Whenever a line in the material below contains "after", copy that line.

> Material provided
☆ ☆ ☆ ☆ ☆ ☆ ☆

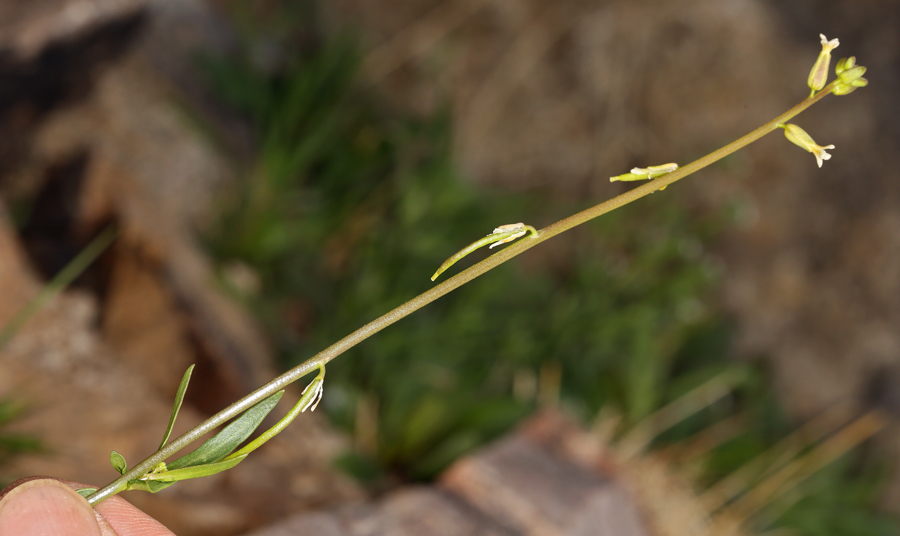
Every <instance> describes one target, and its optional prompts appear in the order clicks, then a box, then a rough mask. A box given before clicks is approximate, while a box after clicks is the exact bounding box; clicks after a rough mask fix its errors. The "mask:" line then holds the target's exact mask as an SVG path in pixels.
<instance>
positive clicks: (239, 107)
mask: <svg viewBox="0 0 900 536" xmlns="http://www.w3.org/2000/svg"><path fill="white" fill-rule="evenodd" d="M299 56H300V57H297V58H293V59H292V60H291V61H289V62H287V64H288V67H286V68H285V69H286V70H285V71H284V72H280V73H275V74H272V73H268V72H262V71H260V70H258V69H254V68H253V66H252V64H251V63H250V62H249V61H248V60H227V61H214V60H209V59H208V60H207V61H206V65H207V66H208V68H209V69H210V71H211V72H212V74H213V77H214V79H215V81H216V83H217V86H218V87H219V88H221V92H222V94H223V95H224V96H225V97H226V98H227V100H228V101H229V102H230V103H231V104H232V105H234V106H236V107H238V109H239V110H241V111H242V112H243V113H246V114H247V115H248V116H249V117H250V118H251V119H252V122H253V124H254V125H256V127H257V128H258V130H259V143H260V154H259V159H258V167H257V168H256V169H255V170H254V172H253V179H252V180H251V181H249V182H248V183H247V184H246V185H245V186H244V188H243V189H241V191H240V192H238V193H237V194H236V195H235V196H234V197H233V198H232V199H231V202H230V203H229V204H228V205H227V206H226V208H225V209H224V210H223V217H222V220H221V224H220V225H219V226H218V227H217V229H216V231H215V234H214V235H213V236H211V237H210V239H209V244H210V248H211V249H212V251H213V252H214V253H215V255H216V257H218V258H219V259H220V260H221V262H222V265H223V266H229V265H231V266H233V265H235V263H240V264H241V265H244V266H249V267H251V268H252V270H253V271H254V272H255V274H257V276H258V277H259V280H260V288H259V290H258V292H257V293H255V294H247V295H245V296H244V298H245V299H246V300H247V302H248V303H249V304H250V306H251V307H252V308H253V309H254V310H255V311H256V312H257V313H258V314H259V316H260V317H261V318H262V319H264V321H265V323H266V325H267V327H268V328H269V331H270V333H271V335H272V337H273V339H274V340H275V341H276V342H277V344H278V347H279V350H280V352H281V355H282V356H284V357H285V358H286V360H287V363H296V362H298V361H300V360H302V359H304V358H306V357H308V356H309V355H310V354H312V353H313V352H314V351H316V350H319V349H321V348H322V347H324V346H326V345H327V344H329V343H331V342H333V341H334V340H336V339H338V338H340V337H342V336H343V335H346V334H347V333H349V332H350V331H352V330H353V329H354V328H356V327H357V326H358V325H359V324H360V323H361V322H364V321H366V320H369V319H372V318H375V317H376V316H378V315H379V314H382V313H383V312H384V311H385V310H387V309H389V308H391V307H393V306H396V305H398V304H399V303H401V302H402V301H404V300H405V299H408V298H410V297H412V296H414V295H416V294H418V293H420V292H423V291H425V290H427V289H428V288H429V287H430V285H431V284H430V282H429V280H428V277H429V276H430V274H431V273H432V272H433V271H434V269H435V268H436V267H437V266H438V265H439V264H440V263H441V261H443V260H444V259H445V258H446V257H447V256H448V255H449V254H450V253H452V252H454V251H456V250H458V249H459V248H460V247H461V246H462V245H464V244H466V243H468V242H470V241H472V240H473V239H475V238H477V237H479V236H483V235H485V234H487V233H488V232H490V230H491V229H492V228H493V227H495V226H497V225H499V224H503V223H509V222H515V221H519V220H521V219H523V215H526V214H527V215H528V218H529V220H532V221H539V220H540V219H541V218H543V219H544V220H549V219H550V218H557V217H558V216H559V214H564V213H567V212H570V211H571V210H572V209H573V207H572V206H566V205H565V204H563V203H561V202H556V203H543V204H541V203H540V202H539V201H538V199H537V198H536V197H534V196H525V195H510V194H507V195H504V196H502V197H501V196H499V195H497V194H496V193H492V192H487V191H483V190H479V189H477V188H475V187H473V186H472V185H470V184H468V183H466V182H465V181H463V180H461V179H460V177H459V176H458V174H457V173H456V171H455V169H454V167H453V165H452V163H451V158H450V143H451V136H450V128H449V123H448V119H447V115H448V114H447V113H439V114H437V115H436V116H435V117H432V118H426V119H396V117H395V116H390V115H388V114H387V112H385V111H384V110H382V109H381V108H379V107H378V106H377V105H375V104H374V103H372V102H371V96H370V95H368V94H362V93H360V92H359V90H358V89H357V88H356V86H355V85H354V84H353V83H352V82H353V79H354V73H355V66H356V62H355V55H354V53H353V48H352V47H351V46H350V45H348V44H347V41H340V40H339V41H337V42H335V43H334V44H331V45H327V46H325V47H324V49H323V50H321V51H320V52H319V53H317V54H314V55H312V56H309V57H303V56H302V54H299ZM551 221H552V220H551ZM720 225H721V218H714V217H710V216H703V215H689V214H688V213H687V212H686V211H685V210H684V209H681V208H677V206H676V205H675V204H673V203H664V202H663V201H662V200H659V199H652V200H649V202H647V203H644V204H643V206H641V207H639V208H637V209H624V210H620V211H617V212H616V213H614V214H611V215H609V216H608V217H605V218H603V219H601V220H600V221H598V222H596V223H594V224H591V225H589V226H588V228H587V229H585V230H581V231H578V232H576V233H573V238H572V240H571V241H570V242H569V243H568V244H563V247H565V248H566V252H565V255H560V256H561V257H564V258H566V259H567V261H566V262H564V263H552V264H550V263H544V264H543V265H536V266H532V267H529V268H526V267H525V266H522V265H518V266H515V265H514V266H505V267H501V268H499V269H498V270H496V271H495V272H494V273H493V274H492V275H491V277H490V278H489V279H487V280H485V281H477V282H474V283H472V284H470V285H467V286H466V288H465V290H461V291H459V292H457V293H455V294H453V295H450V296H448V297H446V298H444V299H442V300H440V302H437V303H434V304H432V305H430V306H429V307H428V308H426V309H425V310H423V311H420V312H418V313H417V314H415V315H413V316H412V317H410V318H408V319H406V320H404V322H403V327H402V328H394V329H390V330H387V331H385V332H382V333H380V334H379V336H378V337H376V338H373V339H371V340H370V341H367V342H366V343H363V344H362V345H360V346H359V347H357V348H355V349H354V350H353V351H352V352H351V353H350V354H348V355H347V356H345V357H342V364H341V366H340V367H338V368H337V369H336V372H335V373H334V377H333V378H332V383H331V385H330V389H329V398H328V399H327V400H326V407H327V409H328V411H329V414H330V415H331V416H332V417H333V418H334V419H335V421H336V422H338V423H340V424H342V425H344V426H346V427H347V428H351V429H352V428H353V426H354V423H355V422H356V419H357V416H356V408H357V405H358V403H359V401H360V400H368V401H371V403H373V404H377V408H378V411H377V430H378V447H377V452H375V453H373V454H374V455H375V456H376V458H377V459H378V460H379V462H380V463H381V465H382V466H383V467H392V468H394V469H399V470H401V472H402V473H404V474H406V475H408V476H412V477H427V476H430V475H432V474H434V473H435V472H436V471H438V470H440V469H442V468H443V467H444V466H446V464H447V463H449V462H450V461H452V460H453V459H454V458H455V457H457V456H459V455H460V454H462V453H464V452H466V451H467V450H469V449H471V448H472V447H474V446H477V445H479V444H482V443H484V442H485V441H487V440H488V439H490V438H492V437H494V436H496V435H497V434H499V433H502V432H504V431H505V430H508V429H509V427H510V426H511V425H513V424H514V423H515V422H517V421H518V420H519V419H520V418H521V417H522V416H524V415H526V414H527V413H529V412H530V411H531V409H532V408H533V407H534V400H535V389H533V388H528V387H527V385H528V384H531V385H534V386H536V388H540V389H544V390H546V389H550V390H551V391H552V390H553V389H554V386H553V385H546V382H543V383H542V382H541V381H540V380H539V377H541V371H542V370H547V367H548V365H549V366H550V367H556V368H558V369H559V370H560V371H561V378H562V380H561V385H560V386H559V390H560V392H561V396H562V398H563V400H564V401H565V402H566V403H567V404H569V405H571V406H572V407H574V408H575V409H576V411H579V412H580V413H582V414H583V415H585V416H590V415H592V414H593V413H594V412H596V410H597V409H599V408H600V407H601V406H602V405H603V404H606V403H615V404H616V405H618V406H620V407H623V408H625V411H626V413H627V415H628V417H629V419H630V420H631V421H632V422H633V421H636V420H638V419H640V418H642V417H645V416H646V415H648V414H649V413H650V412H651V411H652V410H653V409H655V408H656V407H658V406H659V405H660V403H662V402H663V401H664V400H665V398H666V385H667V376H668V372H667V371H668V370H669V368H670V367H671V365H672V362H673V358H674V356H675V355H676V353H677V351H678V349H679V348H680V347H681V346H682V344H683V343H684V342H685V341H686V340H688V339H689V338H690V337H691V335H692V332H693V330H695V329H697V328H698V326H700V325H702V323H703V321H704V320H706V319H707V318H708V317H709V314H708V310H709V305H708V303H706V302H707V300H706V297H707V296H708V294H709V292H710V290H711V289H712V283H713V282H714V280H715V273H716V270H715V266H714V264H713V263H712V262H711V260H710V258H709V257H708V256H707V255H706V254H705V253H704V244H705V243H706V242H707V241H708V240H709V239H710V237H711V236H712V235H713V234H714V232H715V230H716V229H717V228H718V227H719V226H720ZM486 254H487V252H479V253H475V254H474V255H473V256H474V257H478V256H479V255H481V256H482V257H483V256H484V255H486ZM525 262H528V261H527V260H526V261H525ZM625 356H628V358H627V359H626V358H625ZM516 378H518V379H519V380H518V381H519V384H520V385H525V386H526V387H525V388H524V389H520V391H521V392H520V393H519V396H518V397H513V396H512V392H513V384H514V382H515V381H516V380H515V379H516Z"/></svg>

☆ ☆ ☆ ☆ ☆ ☆ ☆

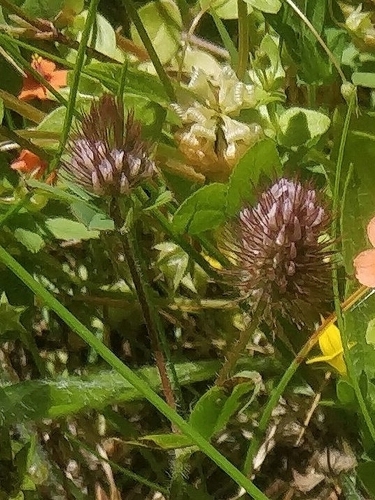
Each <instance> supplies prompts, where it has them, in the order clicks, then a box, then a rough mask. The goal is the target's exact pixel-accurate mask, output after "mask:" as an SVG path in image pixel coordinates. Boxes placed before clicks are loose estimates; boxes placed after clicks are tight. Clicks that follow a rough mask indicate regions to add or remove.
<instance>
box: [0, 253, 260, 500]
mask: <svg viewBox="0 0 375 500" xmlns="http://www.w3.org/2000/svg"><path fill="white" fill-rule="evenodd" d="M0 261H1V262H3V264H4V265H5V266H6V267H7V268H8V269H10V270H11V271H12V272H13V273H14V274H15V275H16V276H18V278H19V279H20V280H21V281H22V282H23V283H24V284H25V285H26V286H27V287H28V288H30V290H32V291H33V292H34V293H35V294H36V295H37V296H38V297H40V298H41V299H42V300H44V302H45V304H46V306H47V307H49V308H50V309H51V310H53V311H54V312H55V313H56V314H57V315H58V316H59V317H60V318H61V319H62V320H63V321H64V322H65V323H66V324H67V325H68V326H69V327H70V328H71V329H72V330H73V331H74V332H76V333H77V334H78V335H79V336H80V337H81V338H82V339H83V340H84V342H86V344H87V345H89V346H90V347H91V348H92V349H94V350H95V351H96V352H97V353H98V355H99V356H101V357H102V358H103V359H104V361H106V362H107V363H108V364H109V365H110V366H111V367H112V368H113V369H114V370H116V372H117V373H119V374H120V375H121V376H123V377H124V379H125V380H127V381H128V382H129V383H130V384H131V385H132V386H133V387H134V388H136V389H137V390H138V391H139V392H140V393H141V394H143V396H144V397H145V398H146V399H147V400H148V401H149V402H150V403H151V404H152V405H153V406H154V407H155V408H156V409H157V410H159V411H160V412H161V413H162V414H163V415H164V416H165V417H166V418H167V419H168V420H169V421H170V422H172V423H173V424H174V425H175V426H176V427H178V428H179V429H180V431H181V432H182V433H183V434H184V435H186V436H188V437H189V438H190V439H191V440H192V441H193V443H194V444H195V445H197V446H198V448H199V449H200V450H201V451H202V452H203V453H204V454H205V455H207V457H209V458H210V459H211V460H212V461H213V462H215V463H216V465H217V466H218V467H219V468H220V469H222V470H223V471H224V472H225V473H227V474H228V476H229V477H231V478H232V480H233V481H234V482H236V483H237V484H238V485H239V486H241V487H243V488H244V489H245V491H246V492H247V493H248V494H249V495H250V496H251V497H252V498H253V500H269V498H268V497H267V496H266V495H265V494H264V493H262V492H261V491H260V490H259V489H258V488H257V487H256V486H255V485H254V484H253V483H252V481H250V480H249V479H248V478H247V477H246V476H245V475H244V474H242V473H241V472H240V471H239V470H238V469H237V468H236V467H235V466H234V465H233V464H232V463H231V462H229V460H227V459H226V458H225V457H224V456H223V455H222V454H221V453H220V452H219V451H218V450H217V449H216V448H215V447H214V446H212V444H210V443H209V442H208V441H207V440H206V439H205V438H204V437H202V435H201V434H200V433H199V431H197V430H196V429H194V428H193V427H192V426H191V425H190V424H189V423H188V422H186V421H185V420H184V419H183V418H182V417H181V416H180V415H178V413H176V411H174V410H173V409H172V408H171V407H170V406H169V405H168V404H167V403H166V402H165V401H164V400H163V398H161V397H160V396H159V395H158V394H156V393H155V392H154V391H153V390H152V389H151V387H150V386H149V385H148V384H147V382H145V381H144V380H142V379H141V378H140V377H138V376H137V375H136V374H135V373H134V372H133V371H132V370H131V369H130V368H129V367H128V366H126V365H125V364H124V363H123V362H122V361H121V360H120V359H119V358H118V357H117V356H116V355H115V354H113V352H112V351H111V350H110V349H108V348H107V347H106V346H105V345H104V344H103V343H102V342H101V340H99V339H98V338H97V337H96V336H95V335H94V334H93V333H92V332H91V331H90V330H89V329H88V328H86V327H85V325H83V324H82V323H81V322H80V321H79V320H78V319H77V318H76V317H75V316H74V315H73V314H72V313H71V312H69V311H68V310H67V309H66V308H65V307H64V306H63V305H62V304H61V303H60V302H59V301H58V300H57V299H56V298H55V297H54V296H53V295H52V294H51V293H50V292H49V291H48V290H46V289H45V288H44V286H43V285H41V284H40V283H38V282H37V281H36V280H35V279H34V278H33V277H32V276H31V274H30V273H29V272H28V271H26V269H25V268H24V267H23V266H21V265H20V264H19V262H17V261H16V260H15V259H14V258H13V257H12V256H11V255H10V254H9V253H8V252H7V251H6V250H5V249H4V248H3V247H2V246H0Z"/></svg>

☆ ☆ ☆ ☆ ☆ ☆ ☆

> Answer for this exercise
Every <instance> describes one target, and its optional prompts appear in the order clicks, then a box, then a rough mask. A box given before clicks is approximate, while a box after clicks is the exact bounding box; clicks after a rough mask fix its errors. The "mask:" line then holds the target's exact mask as an SVG path in pixels.
Each <instance> supplies prompts, where it has them, in the order clicks, then a box, then a rough mask. The goal is the target's exact pixel-accurate mask, output after "mask:" as an SVG path in image pixel coordinates. Boxes placed before clicks are loose estimates; boxes placed after clicks are tight. Clicks that follow a rough mask indicate regions to add or remove.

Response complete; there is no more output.